▸ **Required work**: Copy the text of every item below word for word, leaving out the pictures.

▸ **Input data**:
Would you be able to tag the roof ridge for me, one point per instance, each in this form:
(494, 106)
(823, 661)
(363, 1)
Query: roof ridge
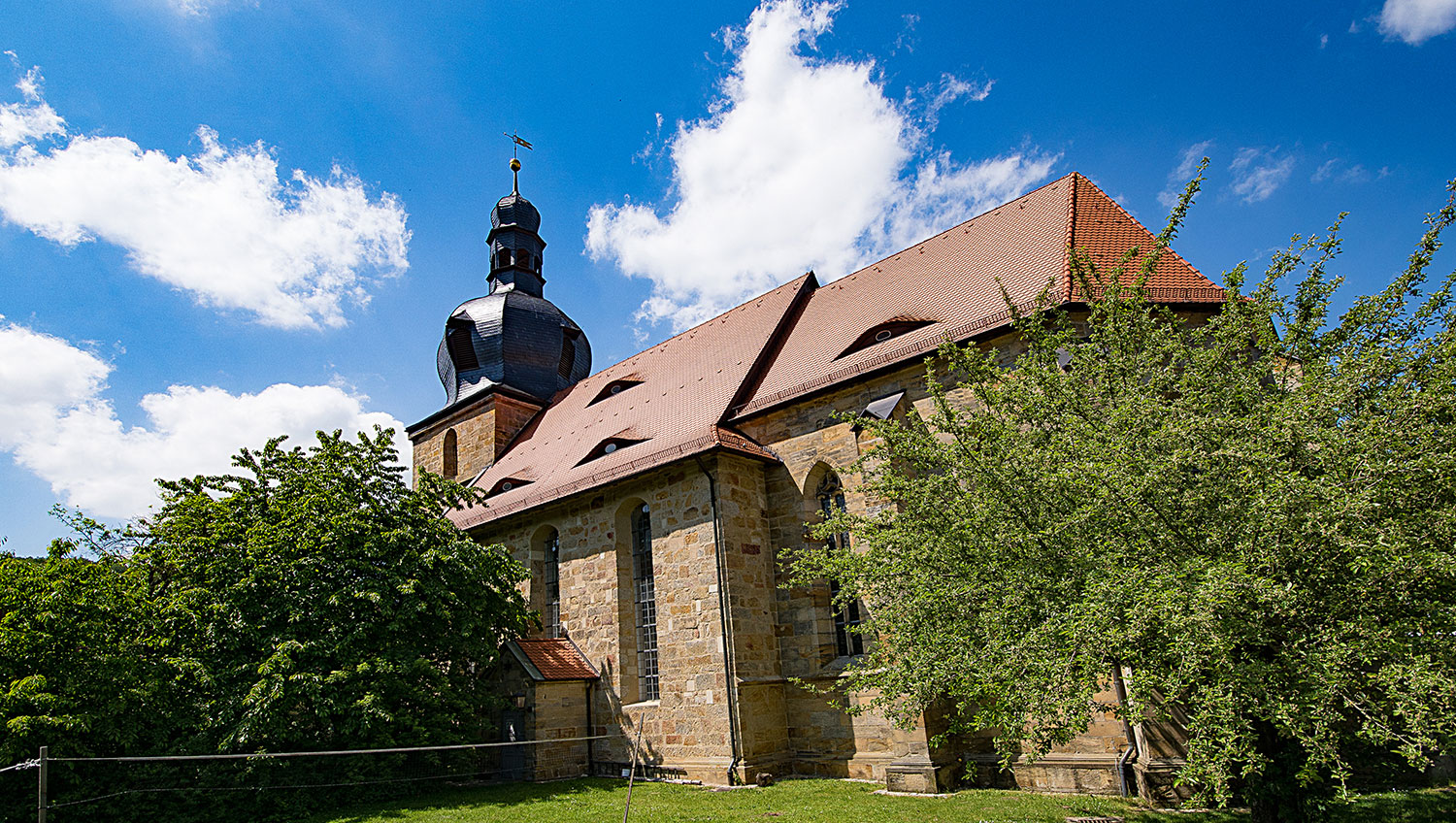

▸ **Response for this exercise**:
Would you be able to tag the roof ridge for me, one point per instance, each in this form:
(494, 106)
(823, 661)
(363, 1)
Query: roof ridge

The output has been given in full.